> **PROBLEM STATEMENT**
Go through the listing below and state how many lines hold the word "target", giving only the number.

> **SUPPLIED DATA**
*** Begin section ***

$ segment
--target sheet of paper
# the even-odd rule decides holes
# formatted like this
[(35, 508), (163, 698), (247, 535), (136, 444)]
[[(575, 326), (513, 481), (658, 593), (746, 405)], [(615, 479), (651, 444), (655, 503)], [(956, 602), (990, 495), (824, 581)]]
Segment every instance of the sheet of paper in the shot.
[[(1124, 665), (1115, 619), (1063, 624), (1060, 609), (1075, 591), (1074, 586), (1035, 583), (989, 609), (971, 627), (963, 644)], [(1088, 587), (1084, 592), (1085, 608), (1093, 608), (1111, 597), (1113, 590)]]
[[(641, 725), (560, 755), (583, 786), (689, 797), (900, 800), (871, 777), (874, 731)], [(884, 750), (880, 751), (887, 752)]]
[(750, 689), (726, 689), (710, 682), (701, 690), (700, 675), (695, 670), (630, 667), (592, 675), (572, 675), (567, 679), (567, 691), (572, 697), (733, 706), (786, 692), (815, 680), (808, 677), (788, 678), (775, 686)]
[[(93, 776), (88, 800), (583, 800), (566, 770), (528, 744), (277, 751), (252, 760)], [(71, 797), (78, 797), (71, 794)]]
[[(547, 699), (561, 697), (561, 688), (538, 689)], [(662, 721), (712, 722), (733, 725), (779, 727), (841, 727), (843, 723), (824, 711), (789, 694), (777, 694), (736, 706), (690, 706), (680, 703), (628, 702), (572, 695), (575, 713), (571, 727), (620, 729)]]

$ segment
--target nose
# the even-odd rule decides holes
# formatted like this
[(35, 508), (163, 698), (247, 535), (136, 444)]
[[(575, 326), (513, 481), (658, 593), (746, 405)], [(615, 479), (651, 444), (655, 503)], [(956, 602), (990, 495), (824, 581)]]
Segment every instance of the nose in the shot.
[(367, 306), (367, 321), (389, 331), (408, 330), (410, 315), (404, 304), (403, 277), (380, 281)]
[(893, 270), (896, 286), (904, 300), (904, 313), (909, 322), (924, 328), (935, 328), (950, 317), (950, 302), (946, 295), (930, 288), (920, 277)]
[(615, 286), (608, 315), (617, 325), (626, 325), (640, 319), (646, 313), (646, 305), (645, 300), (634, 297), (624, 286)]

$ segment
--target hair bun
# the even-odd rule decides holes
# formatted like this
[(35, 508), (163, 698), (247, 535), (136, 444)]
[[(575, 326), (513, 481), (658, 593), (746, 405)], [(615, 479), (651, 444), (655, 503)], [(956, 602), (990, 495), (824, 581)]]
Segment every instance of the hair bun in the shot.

*** End section ***

> **EXERCISE OUTPUT**
3